READING TEXT:
—————
Measuring network distance in real-time helps DHS make more precise decisions, but it is too expensive for a mobile agent system that provides communication services for mobile agents because most network distance measurement methods use exhaustive explorations between a host and its peer hosts. Result of a simulation experiment in this paper shows that probing network distances constitute the major cost for making update decision. DHS requires each host in a system knowing the costs of transmission message between itself and other hosts for visiting mobile agents to decide whether to update. To reduce such probing cost, distance information, once measured, will be cached in a membership table maintained by every host in the system. After a period of time, a host’s membership table contains the distance information between itself and other hosts, and a mobile agent, upon making update decision, can just query the membership table with much more efficiency.

A host’s membership table consists of at least two entries: Host_Address and Transmission_Cost in each record. The former keeps the address of another host, and the latter stores the cost of transmitting a message to that host. Other entries, such as Frequency, can be included for managing a membership table. Hosts providing services may join the system from time to time, resulting in an oversized table, which must shrink for querying efficiency. Reducing the size of a membership table by deleting records arbitrarily, however, increases the chance of physical distance measurements. A Frequency entry thus records how many times a record has been queried and indicates the priorities for deletion. Deleting an entry with low priority, that is, low query frequency, reduces the chances of distance remeasurement. DHS uses such an On-Demand Probe and Priority Cache.
—————
DATASET RECORDS:
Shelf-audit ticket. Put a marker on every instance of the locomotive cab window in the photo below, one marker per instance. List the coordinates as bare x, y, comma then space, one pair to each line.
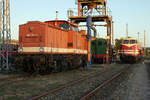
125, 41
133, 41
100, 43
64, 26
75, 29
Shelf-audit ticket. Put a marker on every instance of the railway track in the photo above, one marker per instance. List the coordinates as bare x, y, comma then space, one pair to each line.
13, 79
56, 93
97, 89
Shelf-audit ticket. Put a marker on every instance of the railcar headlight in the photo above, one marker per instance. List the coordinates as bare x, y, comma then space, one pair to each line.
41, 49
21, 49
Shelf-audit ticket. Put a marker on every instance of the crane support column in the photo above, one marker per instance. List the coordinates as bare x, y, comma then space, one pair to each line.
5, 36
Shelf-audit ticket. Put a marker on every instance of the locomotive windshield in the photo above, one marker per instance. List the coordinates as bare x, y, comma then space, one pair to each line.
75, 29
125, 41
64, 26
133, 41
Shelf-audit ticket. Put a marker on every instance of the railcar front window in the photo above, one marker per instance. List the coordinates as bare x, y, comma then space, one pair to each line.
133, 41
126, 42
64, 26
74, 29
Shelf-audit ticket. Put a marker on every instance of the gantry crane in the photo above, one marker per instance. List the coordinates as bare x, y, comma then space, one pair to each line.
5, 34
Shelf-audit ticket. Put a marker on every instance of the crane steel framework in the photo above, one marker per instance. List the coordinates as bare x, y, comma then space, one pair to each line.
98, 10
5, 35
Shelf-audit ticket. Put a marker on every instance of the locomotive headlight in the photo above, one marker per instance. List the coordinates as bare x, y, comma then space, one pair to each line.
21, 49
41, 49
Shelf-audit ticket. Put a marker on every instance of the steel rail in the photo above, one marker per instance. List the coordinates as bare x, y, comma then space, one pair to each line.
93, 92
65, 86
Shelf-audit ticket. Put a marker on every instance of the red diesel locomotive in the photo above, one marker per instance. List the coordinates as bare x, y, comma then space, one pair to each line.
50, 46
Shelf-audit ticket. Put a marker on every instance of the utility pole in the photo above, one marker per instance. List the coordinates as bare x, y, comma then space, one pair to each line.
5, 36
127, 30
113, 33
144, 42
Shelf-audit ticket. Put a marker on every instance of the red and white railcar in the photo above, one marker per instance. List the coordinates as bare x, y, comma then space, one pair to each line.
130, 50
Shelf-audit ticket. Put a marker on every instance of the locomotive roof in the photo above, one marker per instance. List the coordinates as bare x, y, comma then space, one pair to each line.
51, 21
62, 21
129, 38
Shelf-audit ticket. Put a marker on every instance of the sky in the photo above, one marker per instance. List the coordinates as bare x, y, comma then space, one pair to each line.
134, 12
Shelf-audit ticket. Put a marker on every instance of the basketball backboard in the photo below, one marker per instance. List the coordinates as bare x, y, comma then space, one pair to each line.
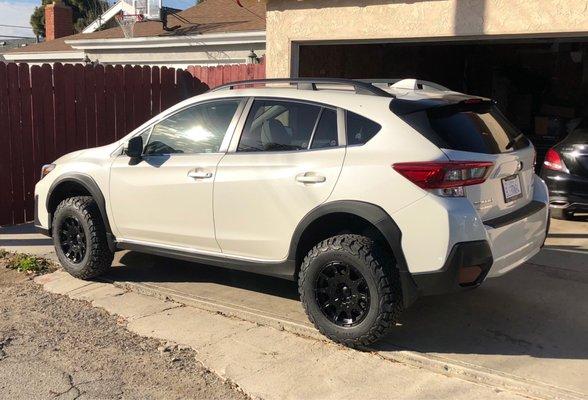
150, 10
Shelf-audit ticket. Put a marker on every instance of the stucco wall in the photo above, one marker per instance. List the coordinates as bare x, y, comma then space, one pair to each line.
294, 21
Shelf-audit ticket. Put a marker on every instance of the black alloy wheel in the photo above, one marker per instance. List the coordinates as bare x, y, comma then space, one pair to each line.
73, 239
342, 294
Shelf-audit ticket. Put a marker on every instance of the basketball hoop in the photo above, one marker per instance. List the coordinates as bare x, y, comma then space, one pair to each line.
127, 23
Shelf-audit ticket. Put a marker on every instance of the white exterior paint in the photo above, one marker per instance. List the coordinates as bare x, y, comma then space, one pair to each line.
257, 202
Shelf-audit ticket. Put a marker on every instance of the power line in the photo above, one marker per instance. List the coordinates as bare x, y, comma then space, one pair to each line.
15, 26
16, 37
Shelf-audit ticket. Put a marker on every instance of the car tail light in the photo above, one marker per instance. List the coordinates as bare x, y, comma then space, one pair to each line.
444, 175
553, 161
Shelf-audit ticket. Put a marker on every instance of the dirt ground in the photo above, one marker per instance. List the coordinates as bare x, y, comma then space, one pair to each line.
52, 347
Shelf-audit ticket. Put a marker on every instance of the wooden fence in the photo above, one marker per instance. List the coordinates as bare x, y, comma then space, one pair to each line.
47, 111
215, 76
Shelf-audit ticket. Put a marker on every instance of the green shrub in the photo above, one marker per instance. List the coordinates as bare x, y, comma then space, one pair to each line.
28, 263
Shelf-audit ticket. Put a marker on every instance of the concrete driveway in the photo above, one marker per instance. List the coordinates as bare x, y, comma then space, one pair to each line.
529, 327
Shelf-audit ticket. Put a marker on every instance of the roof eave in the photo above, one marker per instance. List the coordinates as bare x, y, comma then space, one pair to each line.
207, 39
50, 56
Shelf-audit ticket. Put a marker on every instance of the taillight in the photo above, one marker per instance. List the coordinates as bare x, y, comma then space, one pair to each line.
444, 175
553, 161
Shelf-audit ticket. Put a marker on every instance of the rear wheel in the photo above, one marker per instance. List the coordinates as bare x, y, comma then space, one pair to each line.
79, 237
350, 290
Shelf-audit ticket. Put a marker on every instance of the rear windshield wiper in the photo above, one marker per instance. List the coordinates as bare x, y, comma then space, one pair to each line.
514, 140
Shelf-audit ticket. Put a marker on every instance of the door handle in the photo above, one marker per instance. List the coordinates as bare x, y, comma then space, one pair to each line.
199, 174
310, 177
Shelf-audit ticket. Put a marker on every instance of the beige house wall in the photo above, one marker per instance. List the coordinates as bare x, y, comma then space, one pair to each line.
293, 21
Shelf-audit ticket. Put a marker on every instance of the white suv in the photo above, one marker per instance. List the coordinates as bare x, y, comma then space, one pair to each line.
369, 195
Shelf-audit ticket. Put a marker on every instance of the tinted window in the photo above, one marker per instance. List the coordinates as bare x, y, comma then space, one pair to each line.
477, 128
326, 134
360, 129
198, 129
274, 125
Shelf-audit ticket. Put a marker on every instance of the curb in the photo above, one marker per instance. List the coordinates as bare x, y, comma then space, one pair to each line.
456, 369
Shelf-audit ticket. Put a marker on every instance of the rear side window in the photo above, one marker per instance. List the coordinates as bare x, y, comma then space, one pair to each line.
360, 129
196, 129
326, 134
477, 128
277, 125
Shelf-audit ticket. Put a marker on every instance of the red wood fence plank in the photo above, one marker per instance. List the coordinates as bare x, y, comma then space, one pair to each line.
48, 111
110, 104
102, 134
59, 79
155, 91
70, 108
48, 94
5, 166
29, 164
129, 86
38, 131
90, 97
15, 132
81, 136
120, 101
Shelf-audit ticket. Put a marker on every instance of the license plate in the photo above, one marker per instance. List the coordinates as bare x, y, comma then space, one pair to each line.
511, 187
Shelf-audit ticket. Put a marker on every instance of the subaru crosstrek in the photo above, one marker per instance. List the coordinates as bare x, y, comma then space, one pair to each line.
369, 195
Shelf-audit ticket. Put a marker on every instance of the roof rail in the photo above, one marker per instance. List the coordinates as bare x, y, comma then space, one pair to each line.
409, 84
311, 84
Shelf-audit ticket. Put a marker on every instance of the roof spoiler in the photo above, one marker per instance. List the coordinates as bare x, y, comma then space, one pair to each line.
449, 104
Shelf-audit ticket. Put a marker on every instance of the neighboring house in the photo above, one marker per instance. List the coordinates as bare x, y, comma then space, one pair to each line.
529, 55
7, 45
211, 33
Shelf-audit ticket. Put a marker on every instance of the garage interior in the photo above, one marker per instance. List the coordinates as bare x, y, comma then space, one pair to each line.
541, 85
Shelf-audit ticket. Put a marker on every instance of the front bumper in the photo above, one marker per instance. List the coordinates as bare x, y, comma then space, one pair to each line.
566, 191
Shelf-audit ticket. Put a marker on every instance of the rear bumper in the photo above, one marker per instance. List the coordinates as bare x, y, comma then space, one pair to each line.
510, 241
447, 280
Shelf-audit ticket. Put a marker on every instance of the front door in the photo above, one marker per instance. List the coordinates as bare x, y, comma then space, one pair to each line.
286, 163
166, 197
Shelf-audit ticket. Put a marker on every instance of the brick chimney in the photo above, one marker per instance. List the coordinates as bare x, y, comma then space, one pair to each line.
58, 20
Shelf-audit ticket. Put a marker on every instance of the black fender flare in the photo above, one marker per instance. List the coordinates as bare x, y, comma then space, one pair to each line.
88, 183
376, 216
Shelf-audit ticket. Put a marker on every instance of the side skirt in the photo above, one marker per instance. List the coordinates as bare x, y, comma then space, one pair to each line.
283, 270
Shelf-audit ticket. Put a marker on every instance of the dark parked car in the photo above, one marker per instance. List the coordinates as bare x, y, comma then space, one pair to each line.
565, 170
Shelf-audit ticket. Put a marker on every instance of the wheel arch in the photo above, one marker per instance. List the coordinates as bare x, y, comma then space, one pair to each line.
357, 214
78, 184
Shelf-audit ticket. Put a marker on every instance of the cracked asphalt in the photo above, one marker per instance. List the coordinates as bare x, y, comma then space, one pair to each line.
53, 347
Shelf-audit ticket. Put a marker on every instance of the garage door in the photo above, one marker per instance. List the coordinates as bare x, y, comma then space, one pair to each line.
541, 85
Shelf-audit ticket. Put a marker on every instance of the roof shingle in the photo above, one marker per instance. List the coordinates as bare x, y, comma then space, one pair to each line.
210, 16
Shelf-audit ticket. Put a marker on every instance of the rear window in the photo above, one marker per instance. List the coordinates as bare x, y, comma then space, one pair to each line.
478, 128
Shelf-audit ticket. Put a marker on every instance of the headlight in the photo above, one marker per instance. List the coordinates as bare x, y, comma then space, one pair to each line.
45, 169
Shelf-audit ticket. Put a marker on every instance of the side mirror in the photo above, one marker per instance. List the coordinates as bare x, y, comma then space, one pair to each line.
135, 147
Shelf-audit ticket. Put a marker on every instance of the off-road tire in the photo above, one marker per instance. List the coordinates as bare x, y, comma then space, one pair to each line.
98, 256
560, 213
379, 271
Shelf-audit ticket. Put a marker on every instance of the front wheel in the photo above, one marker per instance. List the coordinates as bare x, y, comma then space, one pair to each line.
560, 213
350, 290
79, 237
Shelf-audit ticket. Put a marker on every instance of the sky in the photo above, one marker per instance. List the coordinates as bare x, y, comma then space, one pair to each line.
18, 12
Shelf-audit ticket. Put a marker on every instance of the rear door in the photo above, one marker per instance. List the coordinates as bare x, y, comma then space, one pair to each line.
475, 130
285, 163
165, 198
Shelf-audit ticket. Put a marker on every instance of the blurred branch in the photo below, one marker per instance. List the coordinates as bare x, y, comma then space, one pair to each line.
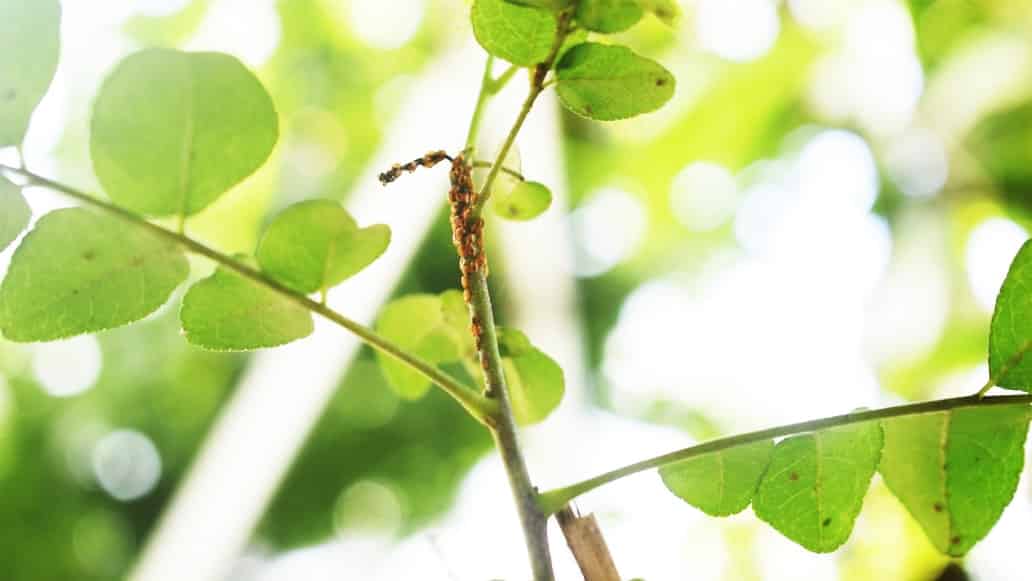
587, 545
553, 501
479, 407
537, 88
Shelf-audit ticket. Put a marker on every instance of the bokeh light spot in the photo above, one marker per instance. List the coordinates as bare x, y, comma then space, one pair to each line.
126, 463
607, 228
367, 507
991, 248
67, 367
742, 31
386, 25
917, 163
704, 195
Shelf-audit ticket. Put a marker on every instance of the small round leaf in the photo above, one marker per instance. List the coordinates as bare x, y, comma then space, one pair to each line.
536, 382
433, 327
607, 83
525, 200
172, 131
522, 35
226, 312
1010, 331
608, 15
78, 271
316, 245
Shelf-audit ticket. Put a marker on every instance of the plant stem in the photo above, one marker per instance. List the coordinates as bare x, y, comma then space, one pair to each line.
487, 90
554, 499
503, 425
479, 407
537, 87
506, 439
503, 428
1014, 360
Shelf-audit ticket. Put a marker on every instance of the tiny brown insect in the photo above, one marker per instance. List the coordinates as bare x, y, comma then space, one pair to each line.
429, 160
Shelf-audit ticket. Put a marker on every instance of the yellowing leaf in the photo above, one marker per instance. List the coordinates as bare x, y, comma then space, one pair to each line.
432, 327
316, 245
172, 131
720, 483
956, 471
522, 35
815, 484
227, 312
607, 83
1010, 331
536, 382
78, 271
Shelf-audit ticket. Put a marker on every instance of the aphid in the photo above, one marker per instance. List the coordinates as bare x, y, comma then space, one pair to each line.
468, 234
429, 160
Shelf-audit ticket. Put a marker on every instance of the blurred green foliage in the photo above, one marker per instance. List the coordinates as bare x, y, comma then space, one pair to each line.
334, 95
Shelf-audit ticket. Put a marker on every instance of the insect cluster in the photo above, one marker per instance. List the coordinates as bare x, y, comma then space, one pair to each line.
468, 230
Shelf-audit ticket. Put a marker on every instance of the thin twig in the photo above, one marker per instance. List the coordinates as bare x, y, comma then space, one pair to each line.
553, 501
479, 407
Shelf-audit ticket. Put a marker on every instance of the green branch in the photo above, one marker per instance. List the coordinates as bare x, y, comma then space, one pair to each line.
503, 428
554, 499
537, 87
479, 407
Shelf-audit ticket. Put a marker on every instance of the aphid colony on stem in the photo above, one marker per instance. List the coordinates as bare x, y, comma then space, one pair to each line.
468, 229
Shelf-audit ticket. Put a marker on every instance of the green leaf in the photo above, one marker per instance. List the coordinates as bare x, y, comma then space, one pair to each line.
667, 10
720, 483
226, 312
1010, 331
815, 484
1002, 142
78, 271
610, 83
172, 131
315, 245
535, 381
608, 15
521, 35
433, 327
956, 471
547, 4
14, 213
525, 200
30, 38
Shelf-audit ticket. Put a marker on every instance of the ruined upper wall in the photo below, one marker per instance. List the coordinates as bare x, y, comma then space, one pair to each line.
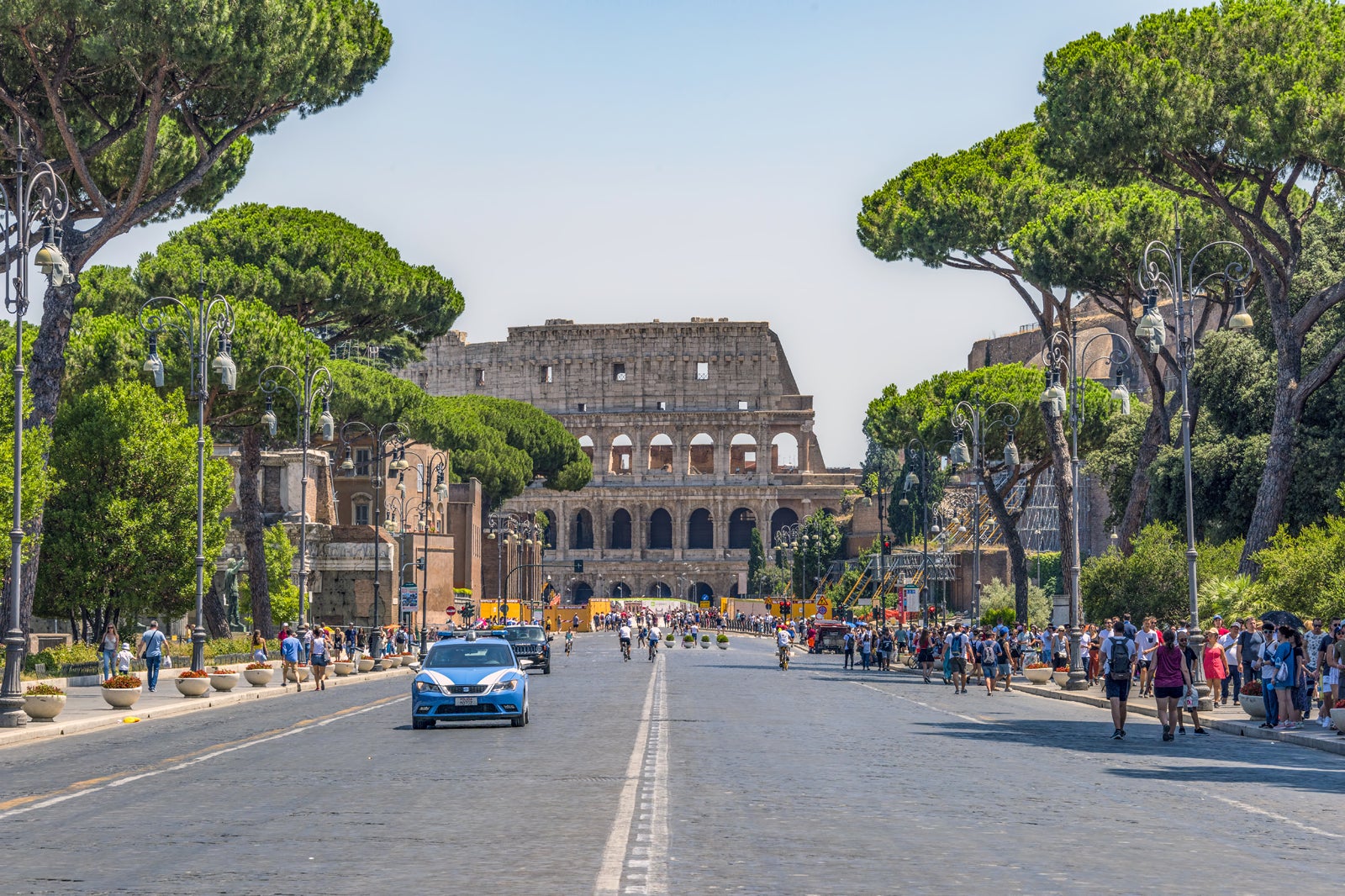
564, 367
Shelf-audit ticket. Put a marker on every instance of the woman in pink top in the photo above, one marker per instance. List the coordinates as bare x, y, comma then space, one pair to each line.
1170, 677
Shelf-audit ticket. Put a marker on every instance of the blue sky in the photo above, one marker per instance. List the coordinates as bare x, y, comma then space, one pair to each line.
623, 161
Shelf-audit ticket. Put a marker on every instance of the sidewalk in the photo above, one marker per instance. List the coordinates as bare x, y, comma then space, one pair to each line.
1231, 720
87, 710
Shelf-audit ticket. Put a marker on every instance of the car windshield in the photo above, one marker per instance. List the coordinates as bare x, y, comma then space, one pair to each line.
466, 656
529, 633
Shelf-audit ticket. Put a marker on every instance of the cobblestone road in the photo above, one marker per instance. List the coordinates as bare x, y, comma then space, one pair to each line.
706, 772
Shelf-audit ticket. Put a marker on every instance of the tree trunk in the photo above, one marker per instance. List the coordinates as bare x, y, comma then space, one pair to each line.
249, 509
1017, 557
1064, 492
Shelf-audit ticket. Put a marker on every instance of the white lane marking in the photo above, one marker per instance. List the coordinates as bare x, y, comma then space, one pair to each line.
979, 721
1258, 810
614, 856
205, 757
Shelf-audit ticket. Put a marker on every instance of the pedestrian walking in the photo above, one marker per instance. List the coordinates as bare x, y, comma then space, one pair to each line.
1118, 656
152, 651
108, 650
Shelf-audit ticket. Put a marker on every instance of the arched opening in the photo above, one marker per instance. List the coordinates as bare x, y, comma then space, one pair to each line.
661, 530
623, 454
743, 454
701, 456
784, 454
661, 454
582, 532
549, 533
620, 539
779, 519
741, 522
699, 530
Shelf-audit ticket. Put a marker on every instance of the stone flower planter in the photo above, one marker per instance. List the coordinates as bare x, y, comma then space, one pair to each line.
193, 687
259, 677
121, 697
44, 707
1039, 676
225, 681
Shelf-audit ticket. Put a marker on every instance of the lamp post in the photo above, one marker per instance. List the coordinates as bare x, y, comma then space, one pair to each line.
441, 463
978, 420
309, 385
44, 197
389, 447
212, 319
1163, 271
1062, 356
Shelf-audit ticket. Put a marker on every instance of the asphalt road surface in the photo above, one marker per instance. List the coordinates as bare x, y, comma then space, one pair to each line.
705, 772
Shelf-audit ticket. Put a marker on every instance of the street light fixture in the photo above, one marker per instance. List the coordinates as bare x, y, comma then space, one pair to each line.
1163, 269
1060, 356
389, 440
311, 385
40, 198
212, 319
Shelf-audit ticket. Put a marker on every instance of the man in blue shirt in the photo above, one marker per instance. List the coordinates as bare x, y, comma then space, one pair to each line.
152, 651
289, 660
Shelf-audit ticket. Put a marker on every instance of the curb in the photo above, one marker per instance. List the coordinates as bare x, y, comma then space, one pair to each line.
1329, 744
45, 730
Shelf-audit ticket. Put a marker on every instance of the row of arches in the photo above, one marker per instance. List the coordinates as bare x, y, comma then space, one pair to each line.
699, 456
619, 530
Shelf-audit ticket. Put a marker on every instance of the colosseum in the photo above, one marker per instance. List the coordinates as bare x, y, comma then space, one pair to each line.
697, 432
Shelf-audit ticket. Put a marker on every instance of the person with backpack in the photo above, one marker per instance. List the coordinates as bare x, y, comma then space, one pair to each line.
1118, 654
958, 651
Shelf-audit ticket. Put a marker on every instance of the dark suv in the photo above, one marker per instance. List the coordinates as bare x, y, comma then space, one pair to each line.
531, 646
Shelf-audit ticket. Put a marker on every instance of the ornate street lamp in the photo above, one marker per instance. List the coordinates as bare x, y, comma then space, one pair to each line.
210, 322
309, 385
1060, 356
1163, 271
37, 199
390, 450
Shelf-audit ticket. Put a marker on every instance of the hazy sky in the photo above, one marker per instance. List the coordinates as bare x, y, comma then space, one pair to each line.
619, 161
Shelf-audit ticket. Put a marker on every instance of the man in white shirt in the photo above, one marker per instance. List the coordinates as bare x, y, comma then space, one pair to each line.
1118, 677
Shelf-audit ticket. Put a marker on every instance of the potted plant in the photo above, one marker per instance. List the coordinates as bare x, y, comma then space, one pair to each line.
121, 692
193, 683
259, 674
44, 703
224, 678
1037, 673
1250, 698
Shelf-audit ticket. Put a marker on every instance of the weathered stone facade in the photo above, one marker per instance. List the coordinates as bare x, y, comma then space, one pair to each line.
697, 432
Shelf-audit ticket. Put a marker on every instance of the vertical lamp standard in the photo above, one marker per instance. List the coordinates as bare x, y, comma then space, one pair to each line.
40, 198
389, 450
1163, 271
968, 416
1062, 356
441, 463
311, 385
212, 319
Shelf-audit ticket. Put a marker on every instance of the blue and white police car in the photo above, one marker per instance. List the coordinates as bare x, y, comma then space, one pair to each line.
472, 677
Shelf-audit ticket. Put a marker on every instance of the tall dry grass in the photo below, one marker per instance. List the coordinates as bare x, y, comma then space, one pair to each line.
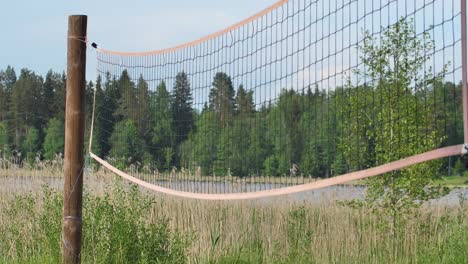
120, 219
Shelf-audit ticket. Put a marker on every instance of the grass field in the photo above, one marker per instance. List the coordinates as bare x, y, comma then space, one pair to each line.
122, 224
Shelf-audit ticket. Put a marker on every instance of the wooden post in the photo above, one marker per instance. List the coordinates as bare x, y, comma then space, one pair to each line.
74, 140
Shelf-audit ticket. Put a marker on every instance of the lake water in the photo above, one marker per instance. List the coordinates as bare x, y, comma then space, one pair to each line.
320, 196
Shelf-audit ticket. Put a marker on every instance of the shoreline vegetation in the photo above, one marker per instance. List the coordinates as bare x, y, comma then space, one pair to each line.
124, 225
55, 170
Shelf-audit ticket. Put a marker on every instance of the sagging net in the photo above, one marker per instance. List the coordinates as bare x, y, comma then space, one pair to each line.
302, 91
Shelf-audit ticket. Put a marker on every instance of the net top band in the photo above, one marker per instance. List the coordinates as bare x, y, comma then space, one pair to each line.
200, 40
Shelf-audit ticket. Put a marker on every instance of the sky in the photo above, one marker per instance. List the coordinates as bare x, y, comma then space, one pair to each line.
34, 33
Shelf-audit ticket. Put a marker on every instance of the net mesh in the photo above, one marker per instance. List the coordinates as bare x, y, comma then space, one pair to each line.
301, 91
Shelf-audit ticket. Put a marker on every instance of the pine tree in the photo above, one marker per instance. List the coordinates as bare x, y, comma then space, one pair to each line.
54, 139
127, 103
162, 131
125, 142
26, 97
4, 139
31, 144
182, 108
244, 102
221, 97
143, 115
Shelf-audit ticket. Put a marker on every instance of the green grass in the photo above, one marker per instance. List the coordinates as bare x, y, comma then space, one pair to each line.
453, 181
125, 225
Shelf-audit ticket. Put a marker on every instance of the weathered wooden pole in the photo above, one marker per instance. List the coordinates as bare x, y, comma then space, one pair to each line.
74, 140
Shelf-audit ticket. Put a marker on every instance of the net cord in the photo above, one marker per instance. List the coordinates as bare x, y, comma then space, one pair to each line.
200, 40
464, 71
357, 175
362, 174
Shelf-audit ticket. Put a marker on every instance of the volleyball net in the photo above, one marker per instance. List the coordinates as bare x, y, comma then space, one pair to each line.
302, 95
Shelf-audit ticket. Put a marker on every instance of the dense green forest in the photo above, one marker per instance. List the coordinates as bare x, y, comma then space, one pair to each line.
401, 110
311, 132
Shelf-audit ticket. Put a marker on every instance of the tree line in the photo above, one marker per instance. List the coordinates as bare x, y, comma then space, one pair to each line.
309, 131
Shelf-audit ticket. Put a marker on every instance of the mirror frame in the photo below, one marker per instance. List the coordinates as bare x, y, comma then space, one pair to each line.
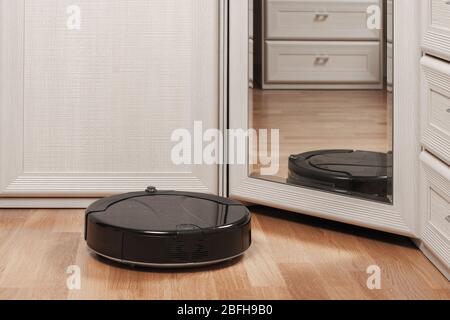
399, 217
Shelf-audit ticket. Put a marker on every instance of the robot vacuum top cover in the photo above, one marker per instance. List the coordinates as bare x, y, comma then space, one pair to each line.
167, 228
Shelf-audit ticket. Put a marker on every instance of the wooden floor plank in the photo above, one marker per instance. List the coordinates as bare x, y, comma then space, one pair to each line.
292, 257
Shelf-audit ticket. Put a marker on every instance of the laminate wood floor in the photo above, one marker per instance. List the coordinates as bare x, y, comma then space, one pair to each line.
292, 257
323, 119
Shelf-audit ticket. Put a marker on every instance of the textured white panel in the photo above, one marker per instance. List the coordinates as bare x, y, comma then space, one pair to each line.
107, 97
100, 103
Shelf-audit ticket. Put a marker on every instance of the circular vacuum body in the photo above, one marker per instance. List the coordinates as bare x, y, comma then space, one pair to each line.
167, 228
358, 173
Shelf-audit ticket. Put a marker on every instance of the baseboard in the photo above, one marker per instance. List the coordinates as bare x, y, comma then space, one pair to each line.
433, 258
—————
EXERCISE DETAILS: Please pull out the stretch from "A host’s membership table consists" through "and Priority Cache." in the network distance passage above, copying it word for word.

SOLUTION FOR THIS TASK:
A host’s membership table consists of at least two entries: Host_Address and Transmission_Cost in each record. The former keeps the address of another host, and the latter stores the cost of transmitting a message to that host. Other entries, such as Frequency, can be included for managing a membership table. Hosts providing services may join the system from time to time, resulting in an oversized table, which must shrink for querying efficiency. Reducing the size of a membership table by deleting records arbitrarily, however, increases the chance of physical distance measurements. A Frequency entry thus records how many times a record has been queried and indicates the priorities for deletion. Deleting an entry with low priority, that is, low query frequency, reduces the chances of distance remeasurement. DHS uses such an On-Demand Probe and Priority Cache.